The murals depicting the Stations of the Cross, the marble altar, the floor mural, and the cross at the center of the chapel – all handiworks of national artists – were left untouched during the rehabilitation.

In 2021, DMCI is scheduled to next restore the chapel’s ceiling or the underside of the dome.

University of the Philippines Chapel
Restored walls of the U.P. Chapel.

The UP Chapel is considered an important architectural landmark due to its unique and timeless design as it is the first circular chapel in the country with the altar in its center for a more personal and engaging community worship experience. It is also the first structure in the country to feature a remarkable thin-shell concrete dome, made possible through Engr. Consunji’s innovation in the mixing and delivery of concrete.

It is the only structure in the country to feature the works of five national artists:

  • Arturo Luz designed the floor mural, titled the “River of Life”, executed in terazzo and radiating from the altar
  • Napoleon Abueva created the giant wooden double-sided crucifix and the altar base
  • Vicente Manansala and Ang Kiukok painted the 15 murals of the Stations of the Cross
  • Leandro Locsin designed the chapel structure

These five men—Locsin, Luz, Abueva, Manansala, and Kiukok—were later on named National Artists of the Philippines, making the UP Chapel the only structure in the country to feature the works of five National Artists. With its unique and timeless architectural design, the UP Chapel has been recognized as a National Historical Landmark by the National Historical Commission of the Philippines, and a Cultural Treasure by the National Museum of the Philippines.

More Historical Notes on the UP Chapel

The UP Chapel had its beginnings in 1954 when Fr. John Patrick Delaney, S.J., who was the UP chaplain during the transfer of the University’s campus from Manila to Diliman in 1949, saw the need for a more permanent structure to replace the sawali-bamboo building that until then had been serving as the house of worship for the Catholics in the UP community.

### [Listed entries]
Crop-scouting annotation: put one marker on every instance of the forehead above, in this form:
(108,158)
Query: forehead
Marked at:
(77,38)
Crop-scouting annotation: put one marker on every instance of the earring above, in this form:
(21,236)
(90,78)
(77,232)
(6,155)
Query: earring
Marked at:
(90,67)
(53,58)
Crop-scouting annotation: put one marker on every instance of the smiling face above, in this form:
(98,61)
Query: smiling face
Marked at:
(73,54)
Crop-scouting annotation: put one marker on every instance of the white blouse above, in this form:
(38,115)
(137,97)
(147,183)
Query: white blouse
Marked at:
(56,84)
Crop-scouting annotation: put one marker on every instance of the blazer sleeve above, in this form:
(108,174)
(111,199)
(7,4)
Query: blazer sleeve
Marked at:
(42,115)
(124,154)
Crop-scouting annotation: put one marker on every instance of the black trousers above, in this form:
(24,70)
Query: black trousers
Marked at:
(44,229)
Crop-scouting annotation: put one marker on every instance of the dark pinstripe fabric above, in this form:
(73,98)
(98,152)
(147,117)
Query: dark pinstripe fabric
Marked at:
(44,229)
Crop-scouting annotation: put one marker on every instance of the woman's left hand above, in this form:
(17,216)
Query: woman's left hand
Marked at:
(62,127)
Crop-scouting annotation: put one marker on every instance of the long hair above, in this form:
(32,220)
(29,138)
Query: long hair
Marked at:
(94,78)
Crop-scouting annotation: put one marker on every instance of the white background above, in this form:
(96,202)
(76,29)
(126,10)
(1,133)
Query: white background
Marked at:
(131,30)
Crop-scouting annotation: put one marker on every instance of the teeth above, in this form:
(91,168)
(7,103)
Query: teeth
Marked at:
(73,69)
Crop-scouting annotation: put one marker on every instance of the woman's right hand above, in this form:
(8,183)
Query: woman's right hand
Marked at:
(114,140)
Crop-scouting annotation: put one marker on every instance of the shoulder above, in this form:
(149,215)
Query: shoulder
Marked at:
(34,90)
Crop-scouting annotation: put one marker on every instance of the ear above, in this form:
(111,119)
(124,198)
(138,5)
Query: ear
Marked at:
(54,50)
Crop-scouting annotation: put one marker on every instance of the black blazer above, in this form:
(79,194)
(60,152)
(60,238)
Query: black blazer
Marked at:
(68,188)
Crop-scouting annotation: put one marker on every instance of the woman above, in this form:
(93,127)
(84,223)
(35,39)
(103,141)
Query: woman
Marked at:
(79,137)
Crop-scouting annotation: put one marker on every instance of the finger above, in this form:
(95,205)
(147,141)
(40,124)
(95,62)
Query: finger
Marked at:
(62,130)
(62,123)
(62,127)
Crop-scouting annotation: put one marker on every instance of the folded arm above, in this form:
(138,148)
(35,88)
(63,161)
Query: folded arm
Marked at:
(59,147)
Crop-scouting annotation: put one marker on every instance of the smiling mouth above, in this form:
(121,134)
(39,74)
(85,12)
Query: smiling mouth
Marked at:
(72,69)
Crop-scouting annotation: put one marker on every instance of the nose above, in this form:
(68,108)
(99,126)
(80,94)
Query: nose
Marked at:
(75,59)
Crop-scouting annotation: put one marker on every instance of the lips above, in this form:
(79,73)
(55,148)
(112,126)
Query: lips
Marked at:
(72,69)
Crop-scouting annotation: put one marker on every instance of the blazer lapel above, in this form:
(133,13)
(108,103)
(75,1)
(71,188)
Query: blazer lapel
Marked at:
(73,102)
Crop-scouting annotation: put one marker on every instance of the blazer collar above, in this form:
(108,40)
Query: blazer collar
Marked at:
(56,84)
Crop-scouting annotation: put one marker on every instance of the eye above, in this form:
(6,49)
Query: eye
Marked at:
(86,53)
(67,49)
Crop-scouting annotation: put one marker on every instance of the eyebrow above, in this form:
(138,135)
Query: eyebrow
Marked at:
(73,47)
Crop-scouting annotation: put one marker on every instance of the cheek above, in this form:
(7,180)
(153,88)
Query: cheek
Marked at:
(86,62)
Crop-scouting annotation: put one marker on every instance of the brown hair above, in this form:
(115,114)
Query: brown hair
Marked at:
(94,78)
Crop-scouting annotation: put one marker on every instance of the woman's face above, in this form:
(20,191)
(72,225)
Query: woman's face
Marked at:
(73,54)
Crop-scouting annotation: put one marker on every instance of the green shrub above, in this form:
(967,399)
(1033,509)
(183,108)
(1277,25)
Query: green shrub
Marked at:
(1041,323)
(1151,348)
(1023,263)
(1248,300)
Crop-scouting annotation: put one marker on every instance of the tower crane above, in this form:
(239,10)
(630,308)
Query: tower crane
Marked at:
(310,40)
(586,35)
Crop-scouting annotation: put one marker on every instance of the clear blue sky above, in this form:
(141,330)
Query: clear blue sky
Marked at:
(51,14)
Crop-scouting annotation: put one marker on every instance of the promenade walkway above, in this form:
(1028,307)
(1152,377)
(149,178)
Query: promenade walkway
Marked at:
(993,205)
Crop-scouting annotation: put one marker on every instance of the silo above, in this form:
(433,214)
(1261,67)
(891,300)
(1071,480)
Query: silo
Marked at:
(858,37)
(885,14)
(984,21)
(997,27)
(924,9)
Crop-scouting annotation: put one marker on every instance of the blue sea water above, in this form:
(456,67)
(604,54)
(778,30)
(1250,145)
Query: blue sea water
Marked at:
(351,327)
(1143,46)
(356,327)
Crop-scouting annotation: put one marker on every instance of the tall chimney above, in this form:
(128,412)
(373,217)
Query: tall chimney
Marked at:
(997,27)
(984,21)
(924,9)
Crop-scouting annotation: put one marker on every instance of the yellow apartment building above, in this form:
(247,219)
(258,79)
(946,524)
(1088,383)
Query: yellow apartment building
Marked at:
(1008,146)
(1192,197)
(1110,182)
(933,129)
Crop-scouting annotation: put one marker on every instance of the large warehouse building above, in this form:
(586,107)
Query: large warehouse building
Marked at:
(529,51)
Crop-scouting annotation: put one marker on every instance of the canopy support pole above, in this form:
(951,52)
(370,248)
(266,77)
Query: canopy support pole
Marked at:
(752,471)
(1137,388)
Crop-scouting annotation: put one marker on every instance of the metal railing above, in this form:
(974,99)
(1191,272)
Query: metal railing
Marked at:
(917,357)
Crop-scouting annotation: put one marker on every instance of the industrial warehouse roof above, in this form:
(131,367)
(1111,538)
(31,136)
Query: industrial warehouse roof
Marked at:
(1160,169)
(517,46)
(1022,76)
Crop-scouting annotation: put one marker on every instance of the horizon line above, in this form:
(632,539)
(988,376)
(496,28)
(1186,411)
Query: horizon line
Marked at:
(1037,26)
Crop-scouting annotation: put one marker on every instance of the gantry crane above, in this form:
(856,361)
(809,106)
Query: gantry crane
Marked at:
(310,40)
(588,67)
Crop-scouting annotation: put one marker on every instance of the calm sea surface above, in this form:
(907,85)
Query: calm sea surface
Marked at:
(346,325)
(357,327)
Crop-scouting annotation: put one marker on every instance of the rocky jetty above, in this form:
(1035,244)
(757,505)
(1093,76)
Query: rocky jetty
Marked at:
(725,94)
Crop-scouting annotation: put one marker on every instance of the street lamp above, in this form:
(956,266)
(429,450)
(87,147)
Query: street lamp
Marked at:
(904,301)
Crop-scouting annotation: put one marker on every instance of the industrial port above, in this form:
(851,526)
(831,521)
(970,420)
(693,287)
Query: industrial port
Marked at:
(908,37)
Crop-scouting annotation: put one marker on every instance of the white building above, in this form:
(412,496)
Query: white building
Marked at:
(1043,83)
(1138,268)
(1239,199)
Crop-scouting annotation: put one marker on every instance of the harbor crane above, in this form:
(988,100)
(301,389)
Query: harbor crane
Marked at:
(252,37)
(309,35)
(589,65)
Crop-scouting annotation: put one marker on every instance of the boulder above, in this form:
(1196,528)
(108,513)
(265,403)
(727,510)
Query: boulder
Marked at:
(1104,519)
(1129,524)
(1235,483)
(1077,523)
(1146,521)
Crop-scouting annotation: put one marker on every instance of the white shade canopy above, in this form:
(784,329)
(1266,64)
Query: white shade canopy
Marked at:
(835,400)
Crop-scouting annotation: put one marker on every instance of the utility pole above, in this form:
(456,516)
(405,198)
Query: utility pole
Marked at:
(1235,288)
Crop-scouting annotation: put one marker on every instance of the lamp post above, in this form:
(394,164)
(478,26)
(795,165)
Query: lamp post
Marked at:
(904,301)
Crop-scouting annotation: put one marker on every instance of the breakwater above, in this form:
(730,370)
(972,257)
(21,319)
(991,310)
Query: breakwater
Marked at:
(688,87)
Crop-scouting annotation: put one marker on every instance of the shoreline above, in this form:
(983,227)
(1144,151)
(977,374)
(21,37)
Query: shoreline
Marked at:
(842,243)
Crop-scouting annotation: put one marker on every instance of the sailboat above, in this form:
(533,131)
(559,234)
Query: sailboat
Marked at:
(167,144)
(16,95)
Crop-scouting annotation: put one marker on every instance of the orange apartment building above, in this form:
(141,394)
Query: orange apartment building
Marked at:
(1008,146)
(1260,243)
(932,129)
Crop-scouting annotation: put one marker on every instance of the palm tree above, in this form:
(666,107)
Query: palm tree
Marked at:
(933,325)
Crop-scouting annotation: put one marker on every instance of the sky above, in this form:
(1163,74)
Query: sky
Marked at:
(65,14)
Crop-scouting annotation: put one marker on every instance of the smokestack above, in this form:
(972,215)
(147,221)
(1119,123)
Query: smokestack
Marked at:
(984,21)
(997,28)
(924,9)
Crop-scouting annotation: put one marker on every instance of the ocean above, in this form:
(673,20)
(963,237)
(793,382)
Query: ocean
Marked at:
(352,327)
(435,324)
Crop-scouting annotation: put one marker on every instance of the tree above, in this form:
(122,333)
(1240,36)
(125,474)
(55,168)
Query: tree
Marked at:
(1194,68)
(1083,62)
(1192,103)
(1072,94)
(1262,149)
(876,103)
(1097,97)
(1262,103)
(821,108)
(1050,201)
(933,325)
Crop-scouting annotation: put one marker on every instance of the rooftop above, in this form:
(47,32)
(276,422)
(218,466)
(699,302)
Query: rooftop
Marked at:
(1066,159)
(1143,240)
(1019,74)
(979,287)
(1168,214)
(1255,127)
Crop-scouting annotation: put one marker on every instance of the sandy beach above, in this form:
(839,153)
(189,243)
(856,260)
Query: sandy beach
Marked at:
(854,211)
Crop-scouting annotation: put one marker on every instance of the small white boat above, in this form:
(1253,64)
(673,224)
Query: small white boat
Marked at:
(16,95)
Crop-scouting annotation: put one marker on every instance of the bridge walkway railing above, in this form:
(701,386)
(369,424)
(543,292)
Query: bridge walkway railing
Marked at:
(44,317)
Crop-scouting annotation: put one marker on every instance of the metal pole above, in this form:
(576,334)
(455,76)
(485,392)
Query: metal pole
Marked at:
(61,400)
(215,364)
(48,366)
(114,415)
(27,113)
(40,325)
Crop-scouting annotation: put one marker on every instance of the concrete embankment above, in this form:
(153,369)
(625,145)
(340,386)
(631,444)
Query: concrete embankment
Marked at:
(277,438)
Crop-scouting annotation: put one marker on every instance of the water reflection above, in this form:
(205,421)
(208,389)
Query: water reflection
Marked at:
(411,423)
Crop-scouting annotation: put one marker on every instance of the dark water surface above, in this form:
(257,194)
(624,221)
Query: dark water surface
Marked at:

### [Task set]
• A. Name every person the UP Chapel text identifies as a national artist.
• B. From the UP Chapel text, reproduce the passage that begins with the words containing "The murals depicting" and ends with "during the rehabilitation.".
The records aren't needed for any of this.

### [Results for the exercise]
• A. Arturo Luz, Napoleon Abueva, Vicente Manansala, Ang Kiukok, Leandro Locsin

• B.
The murals depicting the Stations of the Cross, the marble altar, the floor mural, and the cross at the center of the chapel – all handiworks of national artists – were left untouched during the rehabilitation.